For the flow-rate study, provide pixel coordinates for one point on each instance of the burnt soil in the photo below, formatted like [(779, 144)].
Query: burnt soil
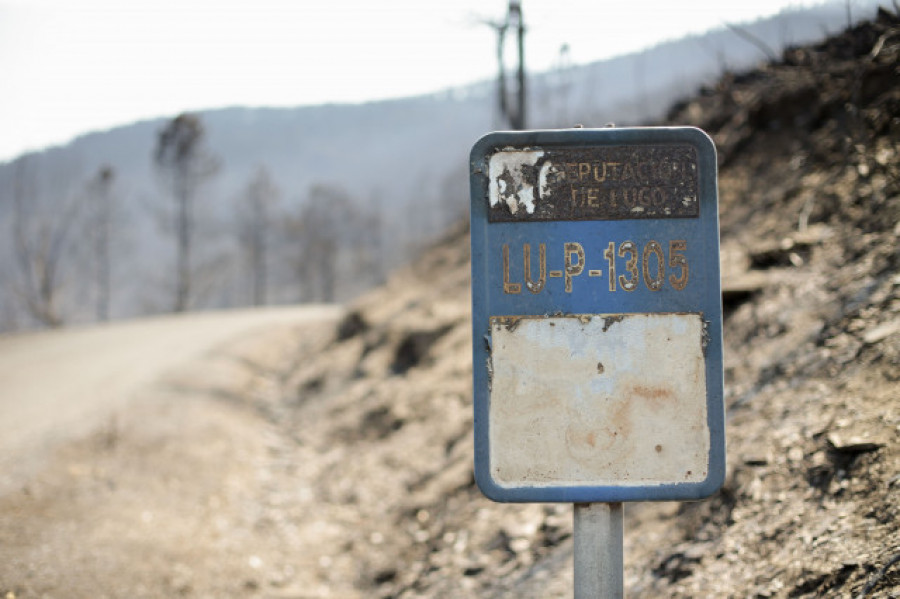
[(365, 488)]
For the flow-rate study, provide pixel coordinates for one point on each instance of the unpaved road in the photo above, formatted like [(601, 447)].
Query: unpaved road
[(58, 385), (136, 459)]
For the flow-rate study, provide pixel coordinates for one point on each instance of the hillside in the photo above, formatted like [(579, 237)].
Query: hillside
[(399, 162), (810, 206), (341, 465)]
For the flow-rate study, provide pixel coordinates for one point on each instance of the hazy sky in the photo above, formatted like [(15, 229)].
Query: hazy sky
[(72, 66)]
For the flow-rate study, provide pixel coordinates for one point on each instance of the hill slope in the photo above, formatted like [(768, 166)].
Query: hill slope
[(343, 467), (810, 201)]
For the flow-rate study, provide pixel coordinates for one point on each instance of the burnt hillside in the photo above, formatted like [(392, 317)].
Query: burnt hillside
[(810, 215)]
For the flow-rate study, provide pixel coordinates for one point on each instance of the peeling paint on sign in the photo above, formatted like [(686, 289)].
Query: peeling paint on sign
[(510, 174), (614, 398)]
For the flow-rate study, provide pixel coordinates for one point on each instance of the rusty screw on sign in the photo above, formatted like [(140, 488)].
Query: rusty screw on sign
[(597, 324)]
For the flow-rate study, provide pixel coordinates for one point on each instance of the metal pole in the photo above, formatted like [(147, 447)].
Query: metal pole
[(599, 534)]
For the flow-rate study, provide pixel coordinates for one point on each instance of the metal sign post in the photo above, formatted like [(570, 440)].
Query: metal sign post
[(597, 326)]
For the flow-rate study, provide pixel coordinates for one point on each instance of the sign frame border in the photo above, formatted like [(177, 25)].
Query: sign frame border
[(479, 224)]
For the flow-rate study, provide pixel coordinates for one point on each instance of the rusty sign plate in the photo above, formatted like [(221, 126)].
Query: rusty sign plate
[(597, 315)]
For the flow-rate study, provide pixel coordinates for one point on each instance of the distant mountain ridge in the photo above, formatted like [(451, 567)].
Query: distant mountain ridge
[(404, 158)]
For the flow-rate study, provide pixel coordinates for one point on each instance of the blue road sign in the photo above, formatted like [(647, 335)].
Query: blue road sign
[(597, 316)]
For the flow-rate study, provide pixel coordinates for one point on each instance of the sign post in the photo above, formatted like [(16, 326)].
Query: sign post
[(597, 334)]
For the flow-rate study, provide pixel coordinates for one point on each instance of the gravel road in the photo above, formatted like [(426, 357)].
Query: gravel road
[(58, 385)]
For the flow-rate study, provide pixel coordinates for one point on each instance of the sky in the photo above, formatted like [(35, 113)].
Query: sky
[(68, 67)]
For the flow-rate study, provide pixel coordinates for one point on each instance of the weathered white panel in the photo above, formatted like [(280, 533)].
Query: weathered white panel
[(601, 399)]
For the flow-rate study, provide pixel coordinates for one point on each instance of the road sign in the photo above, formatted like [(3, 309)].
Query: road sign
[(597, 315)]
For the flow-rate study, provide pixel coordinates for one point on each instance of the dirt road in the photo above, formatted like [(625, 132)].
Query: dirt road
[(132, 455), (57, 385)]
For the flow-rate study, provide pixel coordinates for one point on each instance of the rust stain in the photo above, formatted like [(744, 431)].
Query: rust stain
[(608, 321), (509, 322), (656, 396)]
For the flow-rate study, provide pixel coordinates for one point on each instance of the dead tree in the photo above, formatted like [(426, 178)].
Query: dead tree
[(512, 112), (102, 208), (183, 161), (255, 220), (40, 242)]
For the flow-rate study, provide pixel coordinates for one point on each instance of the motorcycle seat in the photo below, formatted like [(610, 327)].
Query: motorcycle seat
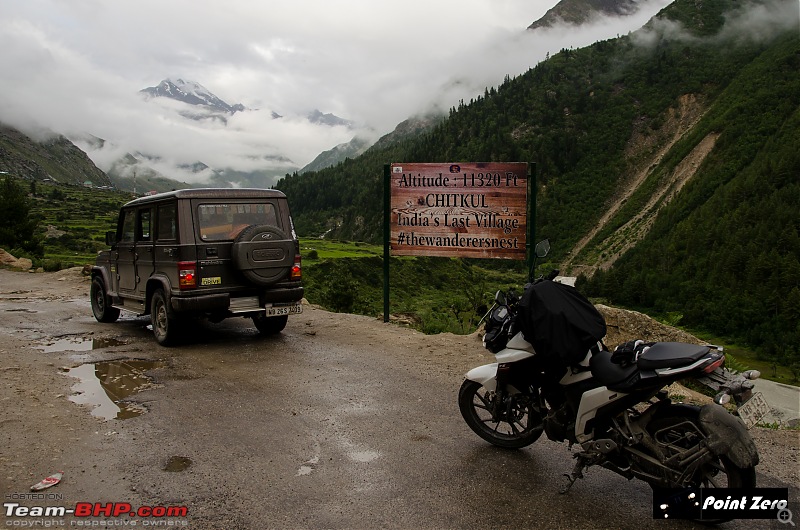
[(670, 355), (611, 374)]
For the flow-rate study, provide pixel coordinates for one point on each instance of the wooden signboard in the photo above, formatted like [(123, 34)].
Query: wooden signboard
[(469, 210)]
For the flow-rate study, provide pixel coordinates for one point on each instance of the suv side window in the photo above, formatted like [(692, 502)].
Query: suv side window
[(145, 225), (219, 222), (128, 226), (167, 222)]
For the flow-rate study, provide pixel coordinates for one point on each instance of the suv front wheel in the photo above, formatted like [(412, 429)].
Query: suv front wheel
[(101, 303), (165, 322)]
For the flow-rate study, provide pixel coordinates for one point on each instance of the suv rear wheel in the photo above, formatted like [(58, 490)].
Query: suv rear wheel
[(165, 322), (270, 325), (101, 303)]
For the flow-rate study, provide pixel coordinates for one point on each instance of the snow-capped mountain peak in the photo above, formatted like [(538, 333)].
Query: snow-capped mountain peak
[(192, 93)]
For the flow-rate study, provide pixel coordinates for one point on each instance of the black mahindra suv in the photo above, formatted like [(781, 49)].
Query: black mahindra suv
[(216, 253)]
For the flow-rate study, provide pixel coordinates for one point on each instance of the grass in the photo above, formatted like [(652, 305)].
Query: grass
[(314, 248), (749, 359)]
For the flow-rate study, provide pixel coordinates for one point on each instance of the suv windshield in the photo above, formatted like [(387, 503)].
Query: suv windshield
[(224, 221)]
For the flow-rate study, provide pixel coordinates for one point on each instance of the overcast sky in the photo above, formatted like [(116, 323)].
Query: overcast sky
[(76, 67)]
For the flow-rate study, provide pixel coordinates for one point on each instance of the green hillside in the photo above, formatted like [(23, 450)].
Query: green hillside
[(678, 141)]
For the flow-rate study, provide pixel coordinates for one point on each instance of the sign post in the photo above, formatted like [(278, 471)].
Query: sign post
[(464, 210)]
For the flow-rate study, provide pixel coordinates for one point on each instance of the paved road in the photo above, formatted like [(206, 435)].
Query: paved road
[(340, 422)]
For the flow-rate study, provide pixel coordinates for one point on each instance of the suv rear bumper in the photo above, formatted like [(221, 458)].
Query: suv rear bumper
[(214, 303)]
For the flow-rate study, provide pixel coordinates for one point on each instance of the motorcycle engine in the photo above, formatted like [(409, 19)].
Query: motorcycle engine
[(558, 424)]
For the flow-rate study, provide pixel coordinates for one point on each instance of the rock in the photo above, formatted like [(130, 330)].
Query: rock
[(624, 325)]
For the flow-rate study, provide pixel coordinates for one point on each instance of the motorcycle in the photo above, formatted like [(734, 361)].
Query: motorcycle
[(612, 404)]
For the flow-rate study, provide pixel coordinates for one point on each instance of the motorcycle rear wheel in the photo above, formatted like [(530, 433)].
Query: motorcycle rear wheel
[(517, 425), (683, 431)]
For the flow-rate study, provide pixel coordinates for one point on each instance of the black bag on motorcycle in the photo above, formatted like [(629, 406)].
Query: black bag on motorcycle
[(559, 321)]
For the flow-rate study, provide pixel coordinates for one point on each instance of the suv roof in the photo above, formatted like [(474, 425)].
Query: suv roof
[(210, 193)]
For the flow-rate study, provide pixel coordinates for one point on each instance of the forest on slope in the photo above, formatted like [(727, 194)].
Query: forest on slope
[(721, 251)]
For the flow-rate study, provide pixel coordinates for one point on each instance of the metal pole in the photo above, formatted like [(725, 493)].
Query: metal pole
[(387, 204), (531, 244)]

============================================================

### TASK STATEMENT
The result should be a word-for-word restatement of all the data, without images.

### RESPONSE
For the flow-rate study, provide pixel coordinates for one point on each instance of the burnt soil in the photo below, formatted like [(779, 144)].
Query: burnt soil
[(365, 488)]
For the flow-rate study, provide pixel coordinates for one point on each instance of the unpaved road in the photo above, formatted like [(601, 447)].
Query: unpaved road
[(58, 385), (136, 459)]
For the flow-rate study, provide pixel coordinates for one point on each instance of the hillside in the photo above, formatted like [(579, 237)].
Query: hillside
[(399, 162), (810, 206), (341, 465)]
For the flow-rate study, provide pixel coordinates for one point on each instance of the hazy sky in the photo above, formatted like [(15, 229)].
Query: hazy sky
[(72, 66)]
For the flow-rate study, provide pixel coordinates for one point on each instance of the hill slope in the photo above, formatted like [(768, 166)].
Query: hill slope
[(343, 467), (810, 201)]
For the flow-rate study, provide pixel coordinates for one point on each instance of the burnt hillside in the photo above, formatted like [(392, 317)].
Query: burnt hillside
[(810, 215)]
For the flow-rate study, provide pixel coordinates for one point on each instance of the peeling paint on sign in the photo above, formatted like [(686, 289)].
Query: peeling paint on sign
[(510, 174), (614, 398)]
For the flow-rate study, provide pixel coordinates for one point on each instance of the rusty screw on sign in the photo above, formatted like [(140, 488)].
Query: rusty screw on sign
[(597, 324)]
For the flow-rate study, provide pixel coordinates for one point on each instance of the metal pole in the photo above, formatted like [(147, 447)].
Query: metal pole
[(599, 534)]
For the flow-rate study, provide pixel coordinates for one point on each instance of the metal sign post in the photo above, formatted like [(570, 440)].
Query: metal sign post
[(597, 326)]
For the flow-rate study, provide pixel coordinates for one point on each instance of the sign frame border in the photo above, formatted like [(177, 25)].
Query: sign frame border
[(479, 224)]
For the flow-rate study, provide pixel coordinates for one point on each instance of the rusty sign plate in the photo above, formatted like [(221, 126)].
Query: rusty sign plate
[(597, 315)]
For the flow-rate study, provide pixel coordinates for one point on each instance of the distant mountain ridge in the photo above, formatted like [(451, 567)].
Query: distant mountain ridge
[(404, 158)]
For the flow-rate study, provide pixel coordinates for one point on each instance of the blue road sign in the photo above, formatted like [(647, 335)].
Query: blue road sign
[(597, 316)]
For the flow-rate study, provide pixel coordinates for one point on each instance of the sign post in the photo above, formatted like [(16, 326)].
Query: sign post
[(597, 334)]
For the flow-rate study, provide pixel coordinates for one point on each instance of the gravel road in the photo above, formatted like [(426, 357)].
Query: gravel road
[(58, 385)]
For the flow-rate study, provide pixel coordinates for one point on each instance of the sky in the photo above, formatted like [(35, 113)].
Query: sky
[(68, 67)]
For the flow-rate study, provide pixel coordinates for one point on each instance of the weathered white panel in the photo above, formatted like [(280, 533)].
Query: weathered white panel
[(601, 399)]
For the flow-rate study, provide pixel coordinates for one point on each instance of the road sign in the photo above, formatted like [(3, 309)].
Query: road sign
[(597, 315)]
For the flow-rate study, provide pixel coordinates for one point on each instance of the dirt road in the photo above, formatted like [(625, 132)].
Query: dirt road
[(132, 455), (57, 385)]
For the flow-rate study, provide pixel coordinates for one point on each instance of the rust stain in the photo above, formatted like [(744, 431)].
Query: rust stain
[(608, 321), (509, 322), (656, 396)]
For the flow-rate study, provide pixel coordinates for one point on each instance of the dead tree in the photo above, formatted like [(426, 178)].
Query: dead tree
[(512, 112), (102, 208), (183, 161), (255, 220), (40, 242)]
For the flow-rate study, provide pixel coordinates for one point on each instance of the motorcycle seat in the photo below, formatted like [(610, 327)].
Query: motorcycle seat
[(670, 355), (611, 374)]
For the flow-rate study, provide pixel coordinates for one point on each instance of the wooden signboard in the photo above, formatted like [(123, 34)].
Query: wooden signboard
[(469, 210)]
For the flow-rate study, provide pixel coordinates for one point on each instance of the suv side window in the photo above, formatted like [(692, 502)].
Query: suv side window
[(145, 225), (219, 222), (128, 226), (167, 222)]
For the flow-rate study, provide pixel coordinates for one point on each instance of the suv front wheel in the photo above, formatted like [(412, 429)].
Query: suv front wheel
[(101, 303), (165, 322)]
For the flow-rate study, provide pixel coordinates for one point on each instance of the suv rear wheel in the photo above, formatted like [(58, 490)].
Query: suv rear wheel
[(165, 322), (270, 325), (101, 303)]
For the flow-rate study, provide pixel coordinates for one point on each instance of the snow-capped mountain peak in the photo above, formatted like [(538, 333)].
Query: snow-capped mountain peak
[(192, 93)]
For the flow-rate study, provide pixel coordinates for one point on each instance of the black mahindra suv in the photo above, formatted like [(781, 49)].
Query: black mahindra suv
[(216, 253)]
For the flow-rate study, provide pixel coordinates for one point on each instance of the grass in the photo above, formatted like [(652, 305)].
Query: grass
[(314, 248), (749, 359)]
For the flow-rate study, provide pixel coordinates for one point on each instance of the suv windshield in the photo above, formatted like [(387, 503)].
Query: suv windshield
[(224, 221)]
For the flow-rate study, provide pixel coordinates for one point on each instance of the overcast sky in the photo above, formatted like [(116, 323)].
Query: overcast sky
[(76, 67)]
For the flow-rate study, provide pixel coordinates for one point on each instance of the green hillside in the photo above, formatted like [(23, 450)].
Query: green hillside
[(678, 141)]
For the flow-rate study, provide pixel coordinates for one point on each instance of the sign post in the photo above, formatted like [(278, 471)].
Query: sign post
[(464, 210)]
For the flow-rate study, provide pixel coordinates for one point on each instance of the paved road in the photo above, formatted like [(206, 435)].
Query: paved road
[(340, 422)]
For the flow-rate study, provide pixel coordinates for one point on each instance of the suv rear bumper in the photo above, formatted like [(221, 458)].
Query: suv rear bumper
[(214, 303)]
For the flow-rate study, provide pixel coordinates for one point on each instance of the motorcycle engine in the photo above, formatted like [(409, 19)].
Query: motorcycle engine
[(558, 424)]
For the flow-rate study, provide pixel coordinates for one point on each instance of the rock in the photo above, formatted like [(130, 330)].
Query: rock
[(624, 325)]
For the flow-rate study, provide pixel coordinates for one point on each instance of the motorcycle in the photo above, formatted like [(734, 361)].
Query: motorcycle
[(612, 404)]
For the flow-rate study, provide pixel coordinates for one point on each instance of the motorcycle rear wheel in the photo above, formatted like [(530, 433)].
Query: motorcycle rear wheel
[(517, 425), (683, 431)]
For the flow-rate study, provide pixel coordinates for one point on each instance of the black bag on motorcycle in the photo above, formatted like [(629, 406)].
Query: black bag on motorcycle
[(559, 321)]
For the flow-rate study, provide pixel coordinates for one point on each instance of the suv roof in the photo above, formatted like [(474, 425)].
Query: suv roof
[(210, 193)]
For the flow-rate study, provide pixel coordinates for one point on each instance of the forest on slope in the photo above, formatted like [(727, 194)].
Query: forest on slope
[(721, 251)]
For the flow-rate study, provide pixel coordinates for one point on each instance of the metal pole in the photo above, formatted like [(725, 493)].
Query: metal pole
[(387, 204), (531, 244)]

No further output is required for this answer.